*** Task input Section Begins ***

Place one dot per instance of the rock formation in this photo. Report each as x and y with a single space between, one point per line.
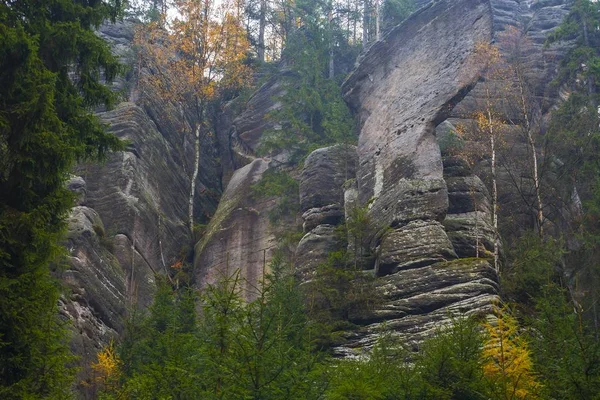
130 221
429 212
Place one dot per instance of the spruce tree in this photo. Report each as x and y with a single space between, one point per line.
52 67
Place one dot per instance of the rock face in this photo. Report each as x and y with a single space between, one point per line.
405 86
240 236
430 215
429 212
130 222
322 204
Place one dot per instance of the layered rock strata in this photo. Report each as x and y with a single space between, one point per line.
404 87
131 219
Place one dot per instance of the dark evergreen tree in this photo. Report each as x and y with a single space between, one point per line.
52 67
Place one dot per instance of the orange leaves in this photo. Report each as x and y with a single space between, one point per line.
198 54
507 362
108 368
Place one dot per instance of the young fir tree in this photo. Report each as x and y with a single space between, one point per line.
574 133
51 70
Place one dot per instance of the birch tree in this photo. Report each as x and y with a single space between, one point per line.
201 53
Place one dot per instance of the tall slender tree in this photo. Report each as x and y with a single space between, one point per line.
51 69
191 63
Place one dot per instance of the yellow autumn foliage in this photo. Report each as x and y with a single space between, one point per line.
507 364
108 368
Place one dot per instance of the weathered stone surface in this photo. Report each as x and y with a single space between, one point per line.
417 244
131 218
329 215
249 126
239 236
314 248
467 194
325 171
418 301
468 231
405 86
96 298
408 200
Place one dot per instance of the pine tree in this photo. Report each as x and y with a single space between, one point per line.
52 67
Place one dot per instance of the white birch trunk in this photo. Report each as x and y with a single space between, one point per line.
194 177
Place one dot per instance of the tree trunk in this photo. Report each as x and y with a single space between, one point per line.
534 160
494 191
377 19
194 176
261 30
331 41
365 23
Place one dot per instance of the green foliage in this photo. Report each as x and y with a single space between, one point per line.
565 348
313 114
396 11
450 363
258 350
448 367
583 60
51 64
533 267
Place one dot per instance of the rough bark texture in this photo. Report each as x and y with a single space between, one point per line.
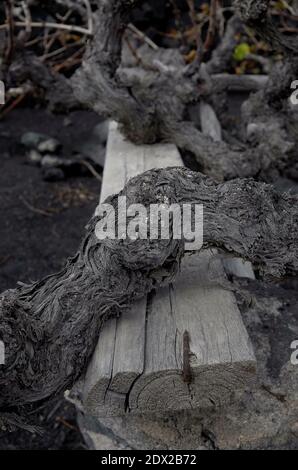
155 110
50 328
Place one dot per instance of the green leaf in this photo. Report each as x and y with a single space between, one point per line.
241 51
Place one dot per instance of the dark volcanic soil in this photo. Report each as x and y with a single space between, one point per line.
41 225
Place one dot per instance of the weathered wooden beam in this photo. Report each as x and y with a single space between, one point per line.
138 363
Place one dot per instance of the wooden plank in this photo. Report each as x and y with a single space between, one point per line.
137 366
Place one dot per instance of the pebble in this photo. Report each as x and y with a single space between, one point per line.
34 157
53 174
50 161
49 146
33 139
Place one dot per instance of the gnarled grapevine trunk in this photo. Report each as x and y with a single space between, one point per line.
50 328
157 112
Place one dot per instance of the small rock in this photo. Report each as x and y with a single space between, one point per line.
34 157
49 146
67 122
33 139
101 132
53 174
51 161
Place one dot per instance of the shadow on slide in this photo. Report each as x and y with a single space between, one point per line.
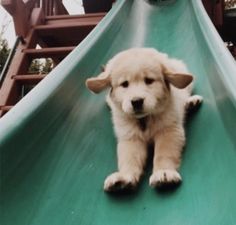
57 144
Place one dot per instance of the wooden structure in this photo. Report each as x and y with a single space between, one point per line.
46 30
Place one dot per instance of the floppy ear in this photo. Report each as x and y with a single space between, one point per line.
99 83
179 80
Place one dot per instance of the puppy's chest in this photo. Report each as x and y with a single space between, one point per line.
147 127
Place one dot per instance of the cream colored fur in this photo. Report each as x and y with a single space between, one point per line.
165 86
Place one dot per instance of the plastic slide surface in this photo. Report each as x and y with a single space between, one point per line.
57 145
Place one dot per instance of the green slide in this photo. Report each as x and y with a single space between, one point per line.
57 144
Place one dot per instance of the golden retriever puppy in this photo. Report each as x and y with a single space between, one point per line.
149 94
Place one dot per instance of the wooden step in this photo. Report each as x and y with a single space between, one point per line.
79 16
30 79
65 26
49 52
60 19
65 32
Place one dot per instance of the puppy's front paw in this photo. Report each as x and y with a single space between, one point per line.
165 178
119 182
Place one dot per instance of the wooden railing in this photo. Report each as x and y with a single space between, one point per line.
25 12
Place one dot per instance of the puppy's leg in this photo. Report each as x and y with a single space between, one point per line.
131 160
167 157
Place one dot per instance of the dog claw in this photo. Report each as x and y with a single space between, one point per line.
165 178
119 182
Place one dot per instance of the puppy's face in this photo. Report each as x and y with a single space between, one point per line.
138 87
139 82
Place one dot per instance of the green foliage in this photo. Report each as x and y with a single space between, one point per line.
4 52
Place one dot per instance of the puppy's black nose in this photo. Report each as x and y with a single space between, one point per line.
137 104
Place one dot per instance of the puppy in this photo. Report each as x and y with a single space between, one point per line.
149 95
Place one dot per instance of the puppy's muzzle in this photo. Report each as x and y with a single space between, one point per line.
137 104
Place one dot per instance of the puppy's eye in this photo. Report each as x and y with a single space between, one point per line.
148 80
125 84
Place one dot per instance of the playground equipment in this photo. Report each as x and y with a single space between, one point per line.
57 143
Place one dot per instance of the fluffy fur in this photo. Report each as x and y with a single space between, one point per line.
149 94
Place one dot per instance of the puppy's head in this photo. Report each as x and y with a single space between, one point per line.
139 80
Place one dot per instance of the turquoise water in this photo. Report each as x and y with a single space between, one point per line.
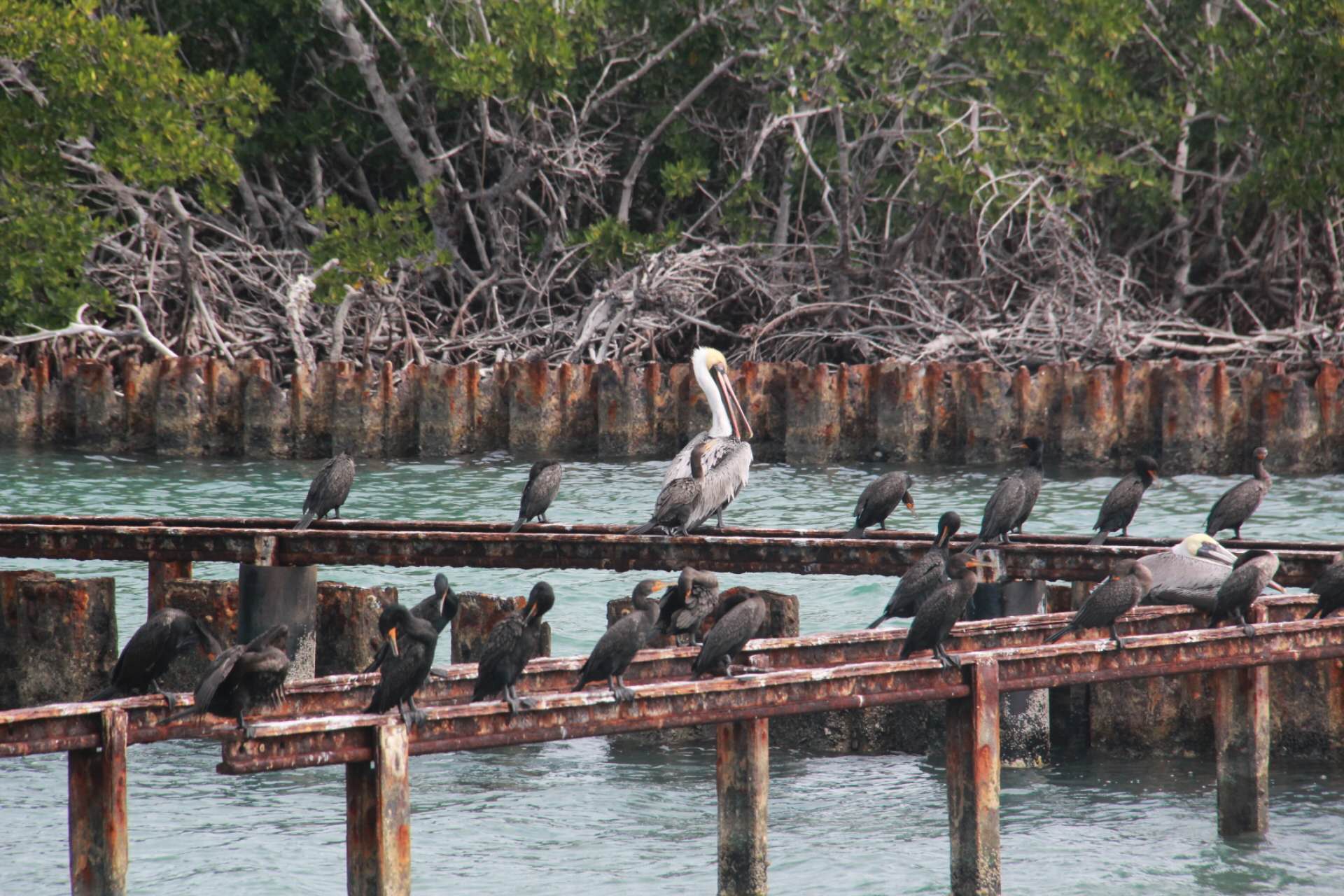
597 816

*** Task input Section Ends ***

▶ [Task to carry out]: Retype only the lines from the line with "Place one dot per instance of the playground" through the last line of the data. Keep both ends and skip the pictures.

▶ [Solution to the problem]:
Place one dot per instance of the playground equipment in this photo. Report each as x and y with a single space between, one point per line.
57 143
Place one dot per instance of the fluffy fur in this photo. Report each as x and y with a single space between, one point per line.
149 94
Place one dot per instance of the puppy's head in this photo. Report each as x and y with a single space between, one point per line.
139 80
Place one dot per instance of the turquoise water in this photo. Report each as x and y with a single space between, one point per line.
597 816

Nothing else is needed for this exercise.